YOUR ASSIGNMENT ▸ Only these lines of the data below are wanted: the one with "Category: white vinyl siding", the one with "Category: building window", and any lines between them, each repeated exactly.

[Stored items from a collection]
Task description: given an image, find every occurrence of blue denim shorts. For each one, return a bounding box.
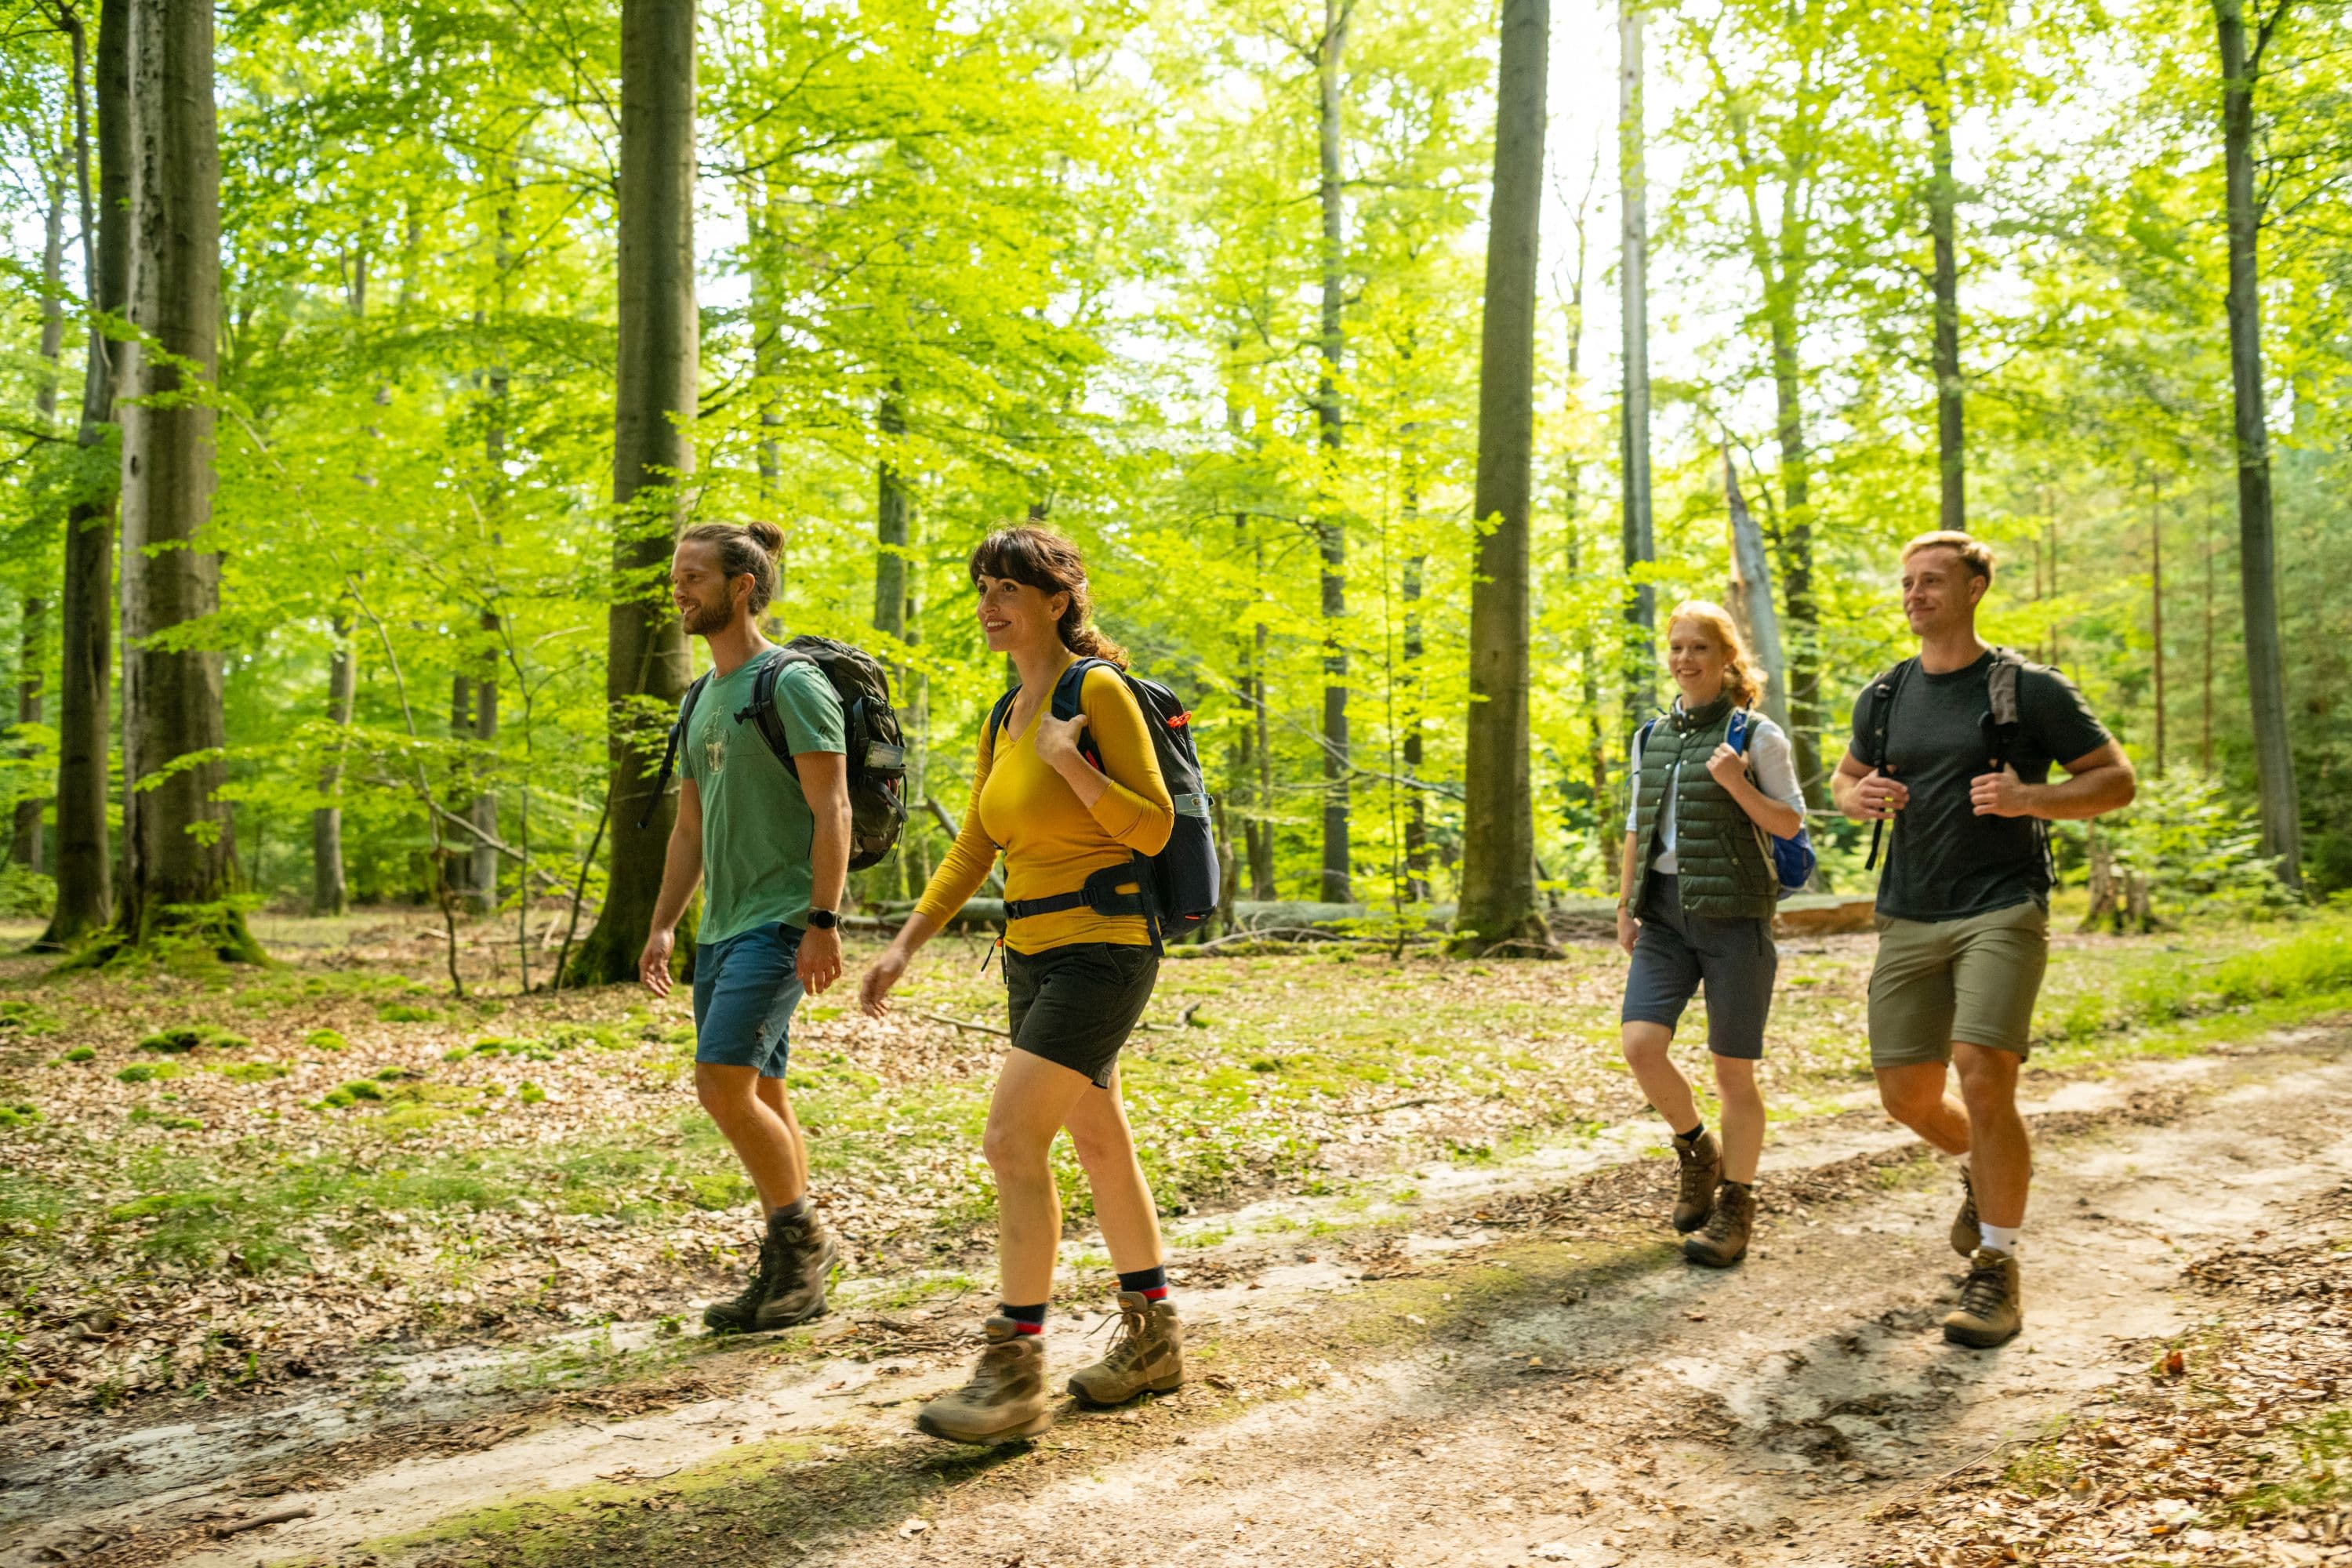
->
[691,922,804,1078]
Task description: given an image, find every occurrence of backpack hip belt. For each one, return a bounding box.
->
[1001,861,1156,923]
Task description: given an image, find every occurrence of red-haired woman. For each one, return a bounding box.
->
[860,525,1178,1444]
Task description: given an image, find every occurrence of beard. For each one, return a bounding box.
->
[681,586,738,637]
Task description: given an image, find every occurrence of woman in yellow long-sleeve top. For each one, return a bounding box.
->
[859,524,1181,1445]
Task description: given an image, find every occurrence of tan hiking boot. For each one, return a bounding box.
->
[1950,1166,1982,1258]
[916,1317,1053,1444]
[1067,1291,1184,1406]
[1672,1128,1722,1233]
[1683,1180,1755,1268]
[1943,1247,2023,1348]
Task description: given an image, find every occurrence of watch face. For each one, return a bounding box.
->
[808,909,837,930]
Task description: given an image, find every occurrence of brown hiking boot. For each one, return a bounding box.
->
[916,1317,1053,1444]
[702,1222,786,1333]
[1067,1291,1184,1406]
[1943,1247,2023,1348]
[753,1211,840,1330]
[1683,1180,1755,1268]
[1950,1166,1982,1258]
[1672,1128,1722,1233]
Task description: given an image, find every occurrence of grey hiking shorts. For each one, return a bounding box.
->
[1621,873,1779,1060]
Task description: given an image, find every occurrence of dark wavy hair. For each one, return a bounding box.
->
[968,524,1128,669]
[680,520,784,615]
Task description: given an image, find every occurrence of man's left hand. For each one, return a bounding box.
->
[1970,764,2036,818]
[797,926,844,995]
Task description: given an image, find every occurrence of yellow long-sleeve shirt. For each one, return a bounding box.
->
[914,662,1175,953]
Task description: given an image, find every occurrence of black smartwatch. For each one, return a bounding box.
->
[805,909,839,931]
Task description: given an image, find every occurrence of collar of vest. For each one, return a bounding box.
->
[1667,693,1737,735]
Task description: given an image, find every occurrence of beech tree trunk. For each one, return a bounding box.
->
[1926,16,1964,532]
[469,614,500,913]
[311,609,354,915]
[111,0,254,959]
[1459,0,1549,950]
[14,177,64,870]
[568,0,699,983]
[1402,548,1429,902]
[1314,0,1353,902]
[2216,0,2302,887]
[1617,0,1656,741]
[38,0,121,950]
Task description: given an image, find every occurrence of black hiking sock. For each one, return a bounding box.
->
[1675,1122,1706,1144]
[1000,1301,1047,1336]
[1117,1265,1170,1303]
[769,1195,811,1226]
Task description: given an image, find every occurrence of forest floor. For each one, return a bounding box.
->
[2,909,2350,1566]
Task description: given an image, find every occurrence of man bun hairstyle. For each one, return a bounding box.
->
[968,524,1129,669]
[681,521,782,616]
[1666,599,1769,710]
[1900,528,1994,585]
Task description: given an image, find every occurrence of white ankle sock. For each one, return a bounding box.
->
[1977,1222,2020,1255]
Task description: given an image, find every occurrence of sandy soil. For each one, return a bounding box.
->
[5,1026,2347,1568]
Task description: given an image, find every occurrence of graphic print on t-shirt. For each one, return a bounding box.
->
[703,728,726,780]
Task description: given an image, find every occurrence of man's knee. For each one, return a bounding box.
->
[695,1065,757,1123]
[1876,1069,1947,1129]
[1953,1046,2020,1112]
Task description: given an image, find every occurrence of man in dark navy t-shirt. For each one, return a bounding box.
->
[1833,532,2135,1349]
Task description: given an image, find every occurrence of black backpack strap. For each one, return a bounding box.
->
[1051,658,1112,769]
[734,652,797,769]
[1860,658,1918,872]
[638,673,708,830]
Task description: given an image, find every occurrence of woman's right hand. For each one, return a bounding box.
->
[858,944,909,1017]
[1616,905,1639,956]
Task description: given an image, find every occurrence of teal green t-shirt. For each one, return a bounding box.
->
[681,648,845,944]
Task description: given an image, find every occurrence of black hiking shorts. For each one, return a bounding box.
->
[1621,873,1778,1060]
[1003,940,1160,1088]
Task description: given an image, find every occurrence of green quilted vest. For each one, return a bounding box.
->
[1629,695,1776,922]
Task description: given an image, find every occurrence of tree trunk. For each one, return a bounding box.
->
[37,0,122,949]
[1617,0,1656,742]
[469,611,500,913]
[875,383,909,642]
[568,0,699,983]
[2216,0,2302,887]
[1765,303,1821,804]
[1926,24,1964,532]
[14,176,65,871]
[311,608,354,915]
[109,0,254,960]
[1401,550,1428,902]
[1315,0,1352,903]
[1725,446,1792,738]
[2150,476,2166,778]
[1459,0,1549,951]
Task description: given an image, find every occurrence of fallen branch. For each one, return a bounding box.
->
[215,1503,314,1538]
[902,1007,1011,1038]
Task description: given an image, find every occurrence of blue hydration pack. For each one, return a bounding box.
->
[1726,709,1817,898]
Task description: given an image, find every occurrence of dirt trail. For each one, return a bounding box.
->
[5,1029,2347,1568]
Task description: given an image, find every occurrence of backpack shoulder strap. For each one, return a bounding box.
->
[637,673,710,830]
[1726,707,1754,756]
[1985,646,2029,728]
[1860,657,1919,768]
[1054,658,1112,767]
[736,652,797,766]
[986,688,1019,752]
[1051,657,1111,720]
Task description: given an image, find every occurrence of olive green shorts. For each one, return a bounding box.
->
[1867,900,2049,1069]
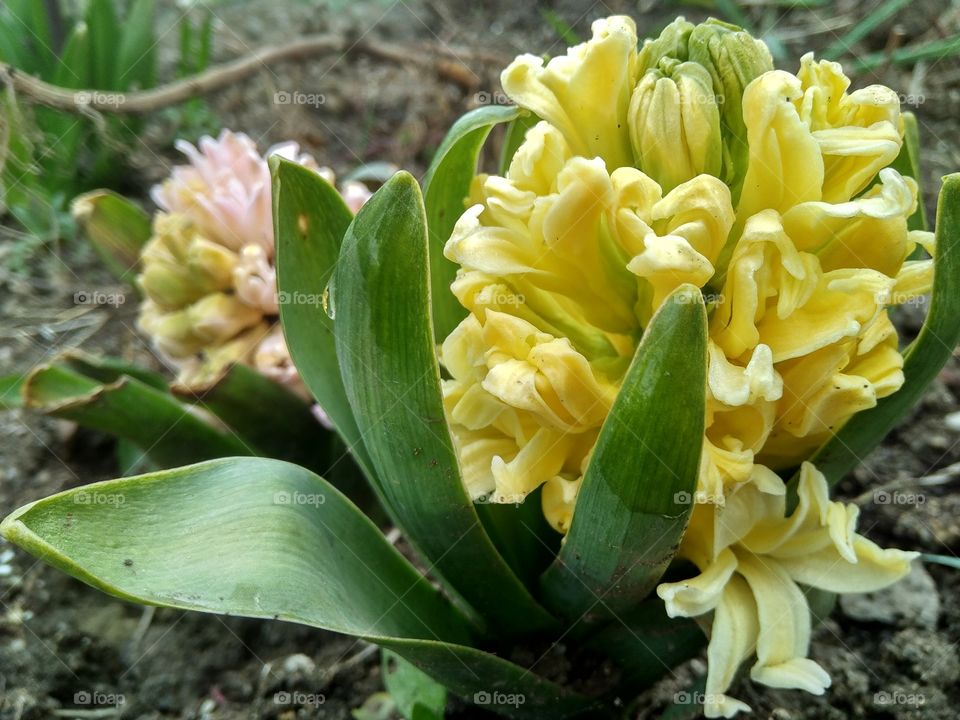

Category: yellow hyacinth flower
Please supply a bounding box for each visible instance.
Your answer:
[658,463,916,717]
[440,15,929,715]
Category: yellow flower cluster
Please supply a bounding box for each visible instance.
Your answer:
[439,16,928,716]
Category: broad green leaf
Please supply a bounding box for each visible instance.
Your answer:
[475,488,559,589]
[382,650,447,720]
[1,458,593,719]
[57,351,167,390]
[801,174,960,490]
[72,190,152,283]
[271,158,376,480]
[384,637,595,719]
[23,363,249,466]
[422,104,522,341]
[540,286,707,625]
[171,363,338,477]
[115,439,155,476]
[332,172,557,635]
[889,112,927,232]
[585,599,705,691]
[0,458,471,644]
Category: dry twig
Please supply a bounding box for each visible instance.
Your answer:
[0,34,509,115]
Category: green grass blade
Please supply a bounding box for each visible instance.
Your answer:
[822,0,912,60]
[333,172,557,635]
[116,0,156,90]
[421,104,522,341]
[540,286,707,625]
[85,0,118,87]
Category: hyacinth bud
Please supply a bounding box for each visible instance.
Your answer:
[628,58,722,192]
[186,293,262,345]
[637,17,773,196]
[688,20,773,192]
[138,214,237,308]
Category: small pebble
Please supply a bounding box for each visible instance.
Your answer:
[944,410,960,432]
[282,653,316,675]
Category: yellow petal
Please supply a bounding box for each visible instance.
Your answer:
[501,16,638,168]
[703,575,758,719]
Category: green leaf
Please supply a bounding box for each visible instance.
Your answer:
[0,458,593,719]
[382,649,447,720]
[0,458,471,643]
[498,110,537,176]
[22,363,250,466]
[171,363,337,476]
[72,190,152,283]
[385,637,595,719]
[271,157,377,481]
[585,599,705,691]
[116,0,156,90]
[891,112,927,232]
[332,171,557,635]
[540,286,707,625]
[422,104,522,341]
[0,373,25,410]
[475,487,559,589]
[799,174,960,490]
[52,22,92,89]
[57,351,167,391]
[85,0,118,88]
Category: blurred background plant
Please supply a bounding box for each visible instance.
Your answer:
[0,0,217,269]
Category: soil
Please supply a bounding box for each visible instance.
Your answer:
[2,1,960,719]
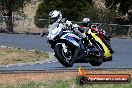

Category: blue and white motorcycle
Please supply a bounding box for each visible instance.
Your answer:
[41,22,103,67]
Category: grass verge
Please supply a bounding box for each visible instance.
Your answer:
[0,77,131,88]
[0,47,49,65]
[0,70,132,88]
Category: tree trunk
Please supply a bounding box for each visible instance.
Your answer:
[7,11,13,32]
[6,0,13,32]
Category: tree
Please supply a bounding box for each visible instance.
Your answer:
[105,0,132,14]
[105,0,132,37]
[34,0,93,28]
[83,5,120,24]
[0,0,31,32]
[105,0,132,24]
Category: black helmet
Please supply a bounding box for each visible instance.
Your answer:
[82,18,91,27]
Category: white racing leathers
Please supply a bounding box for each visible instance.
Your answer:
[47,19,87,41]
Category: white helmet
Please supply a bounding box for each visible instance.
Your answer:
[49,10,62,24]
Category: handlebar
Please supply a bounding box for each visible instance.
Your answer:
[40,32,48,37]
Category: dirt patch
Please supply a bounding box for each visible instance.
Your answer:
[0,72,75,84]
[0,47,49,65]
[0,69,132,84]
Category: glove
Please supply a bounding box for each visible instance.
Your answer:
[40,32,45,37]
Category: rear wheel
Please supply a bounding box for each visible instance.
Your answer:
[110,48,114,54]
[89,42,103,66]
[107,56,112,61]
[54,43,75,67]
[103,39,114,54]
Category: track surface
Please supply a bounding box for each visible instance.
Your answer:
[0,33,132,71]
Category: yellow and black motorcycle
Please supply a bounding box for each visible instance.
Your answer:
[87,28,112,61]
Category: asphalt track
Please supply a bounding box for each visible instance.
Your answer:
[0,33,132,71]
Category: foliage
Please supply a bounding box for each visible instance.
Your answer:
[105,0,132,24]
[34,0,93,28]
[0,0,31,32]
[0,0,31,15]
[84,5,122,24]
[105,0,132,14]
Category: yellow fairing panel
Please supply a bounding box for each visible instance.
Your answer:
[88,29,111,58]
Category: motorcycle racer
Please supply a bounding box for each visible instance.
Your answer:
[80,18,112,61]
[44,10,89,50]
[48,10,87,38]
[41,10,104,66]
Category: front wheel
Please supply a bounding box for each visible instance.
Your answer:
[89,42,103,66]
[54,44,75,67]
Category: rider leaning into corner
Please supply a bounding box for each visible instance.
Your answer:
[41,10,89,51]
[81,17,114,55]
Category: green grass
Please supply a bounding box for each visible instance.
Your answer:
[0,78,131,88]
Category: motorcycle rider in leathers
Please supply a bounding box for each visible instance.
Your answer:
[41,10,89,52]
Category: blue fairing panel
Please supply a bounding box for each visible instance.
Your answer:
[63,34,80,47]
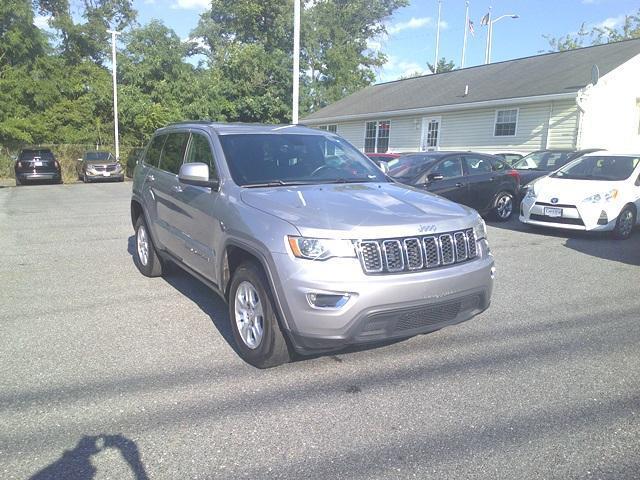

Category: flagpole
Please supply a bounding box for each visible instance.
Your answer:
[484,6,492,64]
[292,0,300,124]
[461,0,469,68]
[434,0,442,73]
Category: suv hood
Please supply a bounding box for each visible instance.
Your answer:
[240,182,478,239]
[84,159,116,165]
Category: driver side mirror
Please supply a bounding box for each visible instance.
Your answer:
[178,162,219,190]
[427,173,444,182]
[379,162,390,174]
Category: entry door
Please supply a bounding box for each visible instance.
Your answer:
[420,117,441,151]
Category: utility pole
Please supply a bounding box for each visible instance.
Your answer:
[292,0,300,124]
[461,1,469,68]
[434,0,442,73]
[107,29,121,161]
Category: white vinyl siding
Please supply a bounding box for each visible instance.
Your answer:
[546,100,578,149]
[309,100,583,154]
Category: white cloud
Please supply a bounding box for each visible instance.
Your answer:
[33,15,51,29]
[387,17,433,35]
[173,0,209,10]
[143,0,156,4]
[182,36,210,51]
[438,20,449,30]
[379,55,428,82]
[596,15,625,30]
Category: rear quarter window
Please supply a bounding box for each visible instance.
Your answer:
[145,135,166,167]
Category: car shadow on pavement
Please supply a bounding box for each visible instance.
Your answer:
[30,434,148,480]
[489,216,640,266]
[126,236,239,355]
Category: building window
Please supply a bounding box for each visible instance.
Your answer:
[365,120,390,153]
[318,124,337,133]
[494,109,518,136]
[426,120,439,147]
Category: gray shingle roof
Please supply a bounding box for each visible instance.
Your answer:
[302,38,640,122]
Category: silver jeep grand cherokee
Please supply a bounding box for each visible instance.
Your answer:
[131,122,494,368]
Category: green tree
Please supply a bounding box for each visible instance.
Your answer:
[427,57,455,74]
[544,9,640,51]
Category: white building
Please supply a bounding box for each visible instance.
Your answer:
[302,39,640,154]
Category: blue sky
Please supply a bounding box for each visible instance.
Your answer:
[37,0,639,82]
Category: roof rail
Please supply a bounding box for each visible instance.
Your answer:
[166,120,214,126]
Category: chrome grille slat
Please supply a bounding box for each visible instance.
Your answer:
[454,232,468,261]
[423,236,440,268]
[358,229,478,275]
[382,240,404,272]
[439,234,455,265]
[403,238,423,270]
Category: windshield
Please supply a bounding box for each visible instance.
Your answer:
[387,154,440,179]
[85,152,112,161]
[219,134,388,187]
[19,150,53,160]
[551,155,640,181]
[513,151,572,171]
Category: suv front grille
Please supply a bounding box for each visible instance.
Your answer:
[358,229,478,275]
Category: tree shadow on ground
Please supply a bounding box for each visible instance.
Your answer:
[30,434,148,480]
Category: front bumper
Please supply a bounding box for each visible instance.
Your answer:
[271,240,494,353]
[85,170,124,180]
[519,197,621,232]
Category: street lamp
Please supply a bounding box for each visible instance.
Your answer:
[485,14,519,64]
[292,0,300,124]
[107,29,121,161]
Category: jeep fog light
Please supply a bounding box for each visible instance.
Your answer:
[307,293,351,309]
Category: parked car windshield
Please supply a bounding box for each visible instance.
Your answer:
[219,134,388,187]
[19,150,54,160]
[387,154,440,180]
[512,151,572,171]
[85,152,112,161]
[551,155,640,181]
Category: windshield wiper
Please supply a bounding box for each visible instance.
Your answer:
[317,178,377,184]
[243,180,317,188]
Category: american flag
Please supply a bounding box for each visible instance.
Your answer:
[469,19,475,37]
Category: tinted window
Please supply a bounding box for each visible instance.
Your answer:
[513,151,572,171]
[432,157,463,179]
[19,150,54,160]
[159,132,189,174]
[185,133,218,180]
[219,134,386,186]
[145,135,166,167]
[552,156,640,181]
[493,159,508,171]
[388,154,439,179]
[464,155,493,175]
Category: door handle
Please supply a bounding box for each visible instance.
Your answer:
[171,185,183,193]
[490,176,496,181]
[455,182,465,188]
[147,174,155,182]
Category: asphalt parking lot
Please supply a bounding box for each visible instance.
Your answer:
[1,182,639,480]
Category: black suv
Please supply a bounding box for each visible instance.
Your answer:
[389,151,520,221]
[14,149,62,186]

YOUR RESPONSE ▸
Category: white vinyl siding
Please supply a bounding box for each visible instance.
Your answer:
[546,100,578,149]
[309,100,583,154]
Category: white cloud
Please supply a bounding box for each visible instance.
Your answer:
[33,15,51,29]
[387,17,433,35]
[173,0,209,10]
[143,0,156,4]
[182,36,210,51]
[438,20,449,30]
[379,55,428,82]
[596,15,625,30]
Category: rear quarter window
Please supply a bounding box for each visible instance.
Your answer:
[145,135,166,167]
Category: car shadow on pavement
Please supply a bounding box for each visible instance.
Your answer:
[30,434,148,480]
[489,216,640,266]
[126,236,239,355]
Category: building window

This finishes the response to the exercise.